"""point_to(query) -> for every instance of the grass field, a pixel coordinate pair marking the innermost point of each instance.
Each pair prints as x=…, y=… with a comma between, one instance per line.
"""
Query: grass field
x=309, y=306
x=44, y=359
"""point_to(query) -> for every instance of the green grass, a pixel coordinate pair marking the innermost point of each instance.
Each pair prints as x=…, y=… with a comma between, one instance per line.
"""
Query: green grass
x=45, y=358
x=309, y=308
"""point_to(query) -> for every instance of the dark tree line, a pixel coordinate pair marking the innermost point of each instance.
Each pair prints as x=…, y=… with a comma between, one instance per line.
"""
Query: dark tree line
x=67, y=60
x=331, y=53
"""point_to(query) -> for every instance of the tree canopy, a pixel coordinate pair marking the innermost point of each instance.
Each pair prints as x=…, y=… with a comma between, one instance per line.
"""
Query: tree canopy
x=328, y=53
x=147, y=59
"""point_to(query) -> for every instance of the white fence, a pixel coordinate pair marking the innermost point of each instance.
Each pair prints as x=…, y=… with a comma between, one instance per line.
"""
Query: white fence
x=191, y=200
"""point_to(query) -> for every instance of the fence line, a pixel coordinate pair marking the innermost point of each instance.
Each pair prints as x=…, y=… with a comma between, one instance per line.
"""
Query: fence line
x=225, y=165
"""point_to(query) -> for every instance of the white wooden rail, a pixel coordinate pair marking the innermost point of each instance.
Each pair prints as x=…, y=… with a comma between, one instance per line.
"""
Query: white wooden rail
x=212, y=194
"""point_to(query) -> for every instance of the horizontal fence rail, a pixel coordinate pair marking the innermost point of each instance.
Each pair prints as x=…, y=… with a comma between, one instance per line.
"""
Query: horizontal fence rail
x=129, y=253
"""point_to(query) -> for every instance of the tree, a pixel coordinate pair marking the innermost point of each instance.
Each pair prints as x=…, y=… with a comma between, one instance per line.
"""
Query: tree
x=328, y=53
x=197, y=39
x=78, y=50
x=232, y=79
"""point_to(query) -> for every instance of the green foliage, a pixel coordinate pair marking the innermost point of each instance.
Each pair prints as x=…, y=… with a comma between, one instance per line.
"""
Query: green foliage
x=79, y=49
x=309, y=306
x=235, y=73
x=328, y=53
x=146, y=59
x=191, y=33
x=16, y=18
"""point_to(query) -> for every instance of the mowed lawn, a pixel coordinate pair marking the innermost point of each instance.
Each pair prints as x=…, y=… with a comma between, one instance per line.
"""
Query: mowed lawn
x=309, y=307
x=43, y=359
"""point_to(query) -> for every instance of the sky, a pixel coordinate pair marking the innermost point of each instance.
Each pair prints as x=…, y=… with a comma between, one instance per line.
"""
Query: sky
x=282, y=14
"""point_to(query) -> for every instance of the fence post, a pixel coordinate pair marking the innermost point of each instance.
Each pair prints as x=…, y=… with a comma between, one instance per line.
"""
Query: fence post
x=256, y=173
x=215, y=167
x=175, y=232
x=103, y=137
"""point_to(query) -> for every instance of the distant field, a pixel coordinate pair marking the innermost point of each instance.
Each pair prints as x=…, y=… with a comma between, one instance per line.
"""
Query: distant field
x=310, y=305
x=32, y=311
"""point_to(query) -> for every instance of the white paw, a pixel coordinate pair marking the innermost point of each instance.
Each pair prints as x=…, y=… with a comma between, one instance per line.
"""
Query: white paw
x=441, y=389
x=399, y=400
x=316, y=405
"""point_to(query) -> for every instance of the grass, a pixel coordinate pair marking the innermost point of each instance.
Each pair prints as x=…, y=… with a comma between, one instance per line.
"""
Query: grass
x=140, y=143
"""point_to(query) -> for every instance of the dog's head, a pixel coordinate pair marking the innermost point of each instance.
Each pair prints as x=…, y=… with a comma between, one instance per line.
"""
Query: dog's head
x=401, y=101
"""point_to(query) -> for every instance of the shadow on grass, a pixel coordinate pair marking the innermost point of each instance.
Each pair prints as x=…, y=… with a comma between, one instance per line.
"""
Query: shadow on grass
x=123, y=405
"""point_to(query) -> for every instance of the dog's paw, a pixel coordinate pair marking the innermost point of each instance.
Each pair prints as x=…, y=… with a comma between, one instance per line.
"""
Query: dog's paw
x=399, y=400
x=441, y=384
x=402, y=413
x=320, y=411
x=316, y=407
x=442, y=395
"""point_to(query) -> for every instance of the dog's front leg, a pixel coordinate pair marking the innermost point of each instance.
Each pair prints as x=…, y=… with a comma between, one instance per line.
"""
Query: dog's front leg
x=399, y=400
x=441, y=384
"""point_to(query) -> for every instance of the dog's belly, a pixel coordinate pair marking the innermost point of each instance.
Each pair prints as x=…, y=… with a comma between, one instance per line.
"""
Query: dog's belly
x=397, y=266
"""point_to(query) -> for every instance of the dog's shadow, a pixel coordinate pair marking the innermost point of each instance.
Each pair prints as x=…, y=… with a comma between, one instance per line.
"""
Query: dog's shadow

__________________________________________________

Could you change every "innermost point" to "central point" and give all the items above again, with everything else unchanged?

"""point_to(query) -> for every instance of the grass field, a pixel coordinate pair marking the central point of each instance.
Each pair prints as x=…, y=… with a comma between, one instance per line.
"""
Query: grass field
x=309, y=306
x=44, y=359
"""point_to(query) -> for every instance of the green grass, a pixel coordinate pair marking the central point of each instance.
Each pair prints as x=…, y=… with a comma between, one instance per line.
"""
Query: green grass
x=45, y=358
x=309, y=308
"""point_to(query) -> for every instance of the dark tree line, a pixel coordinate pair marking the central point of each instance.
Each pair prints as x=…, y=… with a comma between, one instance per line.
"""
Query: dark tree line
x=67, y=60
x=331, y=53
"""point_to(query) -> for every instance of the tree canopy, a pixel coordinate pair marking the central point of each instance.
Each pair prints as x=…, y=… with a comma between, one instance per line.
"""
Query: tree canopy
x=328, y=53
x=147, y=59
"""point_to(query) -> for every instance of the white fence, a pixel coordinate pair marking the central point of each instance.
Each pair prints as x=…, y=… with a comma between, one instance per line.
"""
Query: white fence
x=191, y=200
"""point_to(query) -> for every instance of the fence line, a pixel coordinate pair marking the central point of each instance.
Each pair prints as x=…, y=… with a comma between, one instance per line.
"""
Query: fence line
x=225, y=165
"""point_to(query) -> for every instance of the white wooden rail, a pixel coordinate pair marking the central point of each instance.
Each pair prints as x=…, y=… with a comma between, one instance per line.
"""
Query: white wooden rail
x=212, y=194
"""point_to(query) -> for every instance of the horizontal fence rail, a pixel coordinate pair marking the central point of each instance.
Each pair prints as x=…, y=… with a comma between, one instance per line.
"""
Query: horizontal fence rail
x=129, y=253
"""point_to(query) -> for every instance of the tree, a pixel coordinate pair marking the central point of each instance.
Each pair prints as x=…, y=… with a comma between, one instance per line.
"""
Query: tree
x=328, y=53
x=197, y=39
x=78, y=50
x=232, y=79
"""point_to(query) -> for every instance of the green foliage, a pixel coordinate pair marking the central point of each instance.
Each pair prints as x=…, y=… with a comma between, one instance per line.
"""
Query: green foliage
x=79, y=49
x=309, y=306
x=235, y=73
x=328, y=53
x=146, y=59
x=191, y=33
x=16, y=18
"""point_to(query) -> for every instance of the mowed lawn, a pixel coordinate pair marking the central point of each instance.
Each pair prints as x=…, y=… with a comma between, one instance per line.
"""
Query: mowed lawn
x=309, y=307
x=43, y=359
"""point_to(query) -> for every instance of the sky, a pixel coordinate pair marking the central point of each instance.
Each pair prints as x=…, y=… with a comma between, one instance per line.
"""
Query: sky
x=282, y=14
"""point_to(query) -> for every instance of the fence post, a pixel coordinate pair marking the central point of each instance.
Each pair prints as x=…, y=… with a comma between, one instance per line.
"""
Query: fence post
x=256, y=173
x=215, y=167
x=175, y=232
x=103, y=137
"""point_to(query) -> for every instance of the distant field, a pixel coordinate pair marking the central point of each instance.
Each pair prints as x=…, y=… with a comma between, one instance per line.
"""
Query: distant field
x=310, y=305
x=32, y=311
"""point_to(query) -> for every instance of the white paw, a pixel coordinate pair marking the central point of each instance.
Each pair prints as x=…, y=… with a comma between, one instance per line.
"""
Query: white paw
x=441, y=389
x=399, y=400
x=316, y=405
"""point_to(query) -> for every instance of the grass, a pixel coordinate pair marking the central point of each instance.
Each pair prints as x=…, y=… with a comma between, one instance per line.
"""
Query: grass
x=140, y=143
"""point_to(query) -> for every instance of the dog's head, a pixel coordinate pair marking the central point of each instance.
Each pair prints as x=…, y=… with a comma between, one instance per line.
"""
Query: dog's head
x=401, y=101
"""point_to(query) -> for every instance of the shadow on grass, a pixel coordinate pair marking the central point of each instance.
Each pair prints as x=…, y=… with a comma between, one instance per line.
"""
Query: shadow on grass
x=123, y=405
"""point_to(query) -> for every instance of the dog's paw, a pixel coordinate pair marking the central point of each instance.
Each pair prints as x=…, y=… with a comma between, one instance per line.
"""
Query: dog's paw
x=399, y=400
x=441, y=384
x=402, y=413
x=320, y=411
x=316, y=407
x=442, y=395
"""point_to(query) -> for every instance of the dog's front leg, a pixel coordinate pair marking the central point of each instance.
Each pair prints as x=…, y=… with a comma between, one instance per line.
"""
Query: dog's front leg
x=399, y=400
x=441, y=384
"""point_to(query) -> for every instance of the dog's belly, a pixel coordinate pair marking the central point of each instance.
Each pair prints as x=…, y=… with a comma between, one instance per line.
"""
Query: dog's belly
x=397, y=266
"""point_to(query) -> for every instance of the dog's shadow, a pixel coordinate pair marking the central point of each instance.
Each pair prints as x=…, y=… with a comma between, one instance per line.
"""
Query: dog's shadow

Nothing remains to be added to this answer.